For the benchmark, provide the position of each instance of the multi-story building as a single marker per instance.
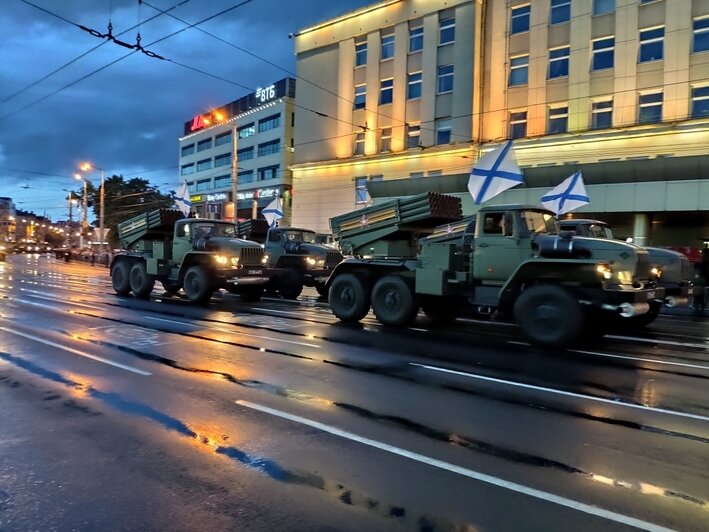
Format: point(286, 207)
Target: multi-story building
point(618, 89)
point(258, 129)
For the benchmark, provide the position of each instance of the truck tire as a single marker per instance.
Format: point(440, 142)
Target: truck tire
point(120, 277)
point(348, 297)
point(290, 284)
point(140, 282)
point(196, 285)
point(393, 301)
point(549, 316)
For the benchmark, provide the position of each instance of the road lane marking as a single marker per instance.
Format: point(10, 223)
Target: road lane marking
point(447, 466)
point(562, 392)
point(77, 352)
point(249, 335)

▸ Your objective: Output every line of the rows above as a Markdown table with the columns No. and Line, numbering the lines in order and skipping any blank ones. Leave the pictures out of the table.

▸ Task result:
| No. | Line |
|---|---|
| 1 | For the benchmark, provide the position of each instance of the multi-story building as a single marker per instance. |
| 2 | Format: point(286, 207) |
| 3 | Target: multi-story building |
| 4 | point(618, 89) |
| 5 | point(258, 129) |
| 6 | For the benchmark, provide the position of each instance of the truck tire as a single marker per instance. |
| 7 | Format: point(440, 142) |
| 8 | Target: truck tire |
| 9 | point(120, 277) |
| 10 | point(348, 297) |
| 11 | point(290, 284) |
| 12 | point(140, 282) |
| 13 | point(196, 285) |
| 14 | point(393, 301) |
| 15 | point(549, 316) |
| 16 | For the benchmark, provide the position of each instance of the road lane marking as a single marker per instance. |
| 17 | Format: point(10, 223) |
| 18 | Target: road lane marking |
| 19 | point(447, 466) |
| 20 | point(562, 392) |
| 21 | point(77, 352) |
| 22 | point(249, 335) |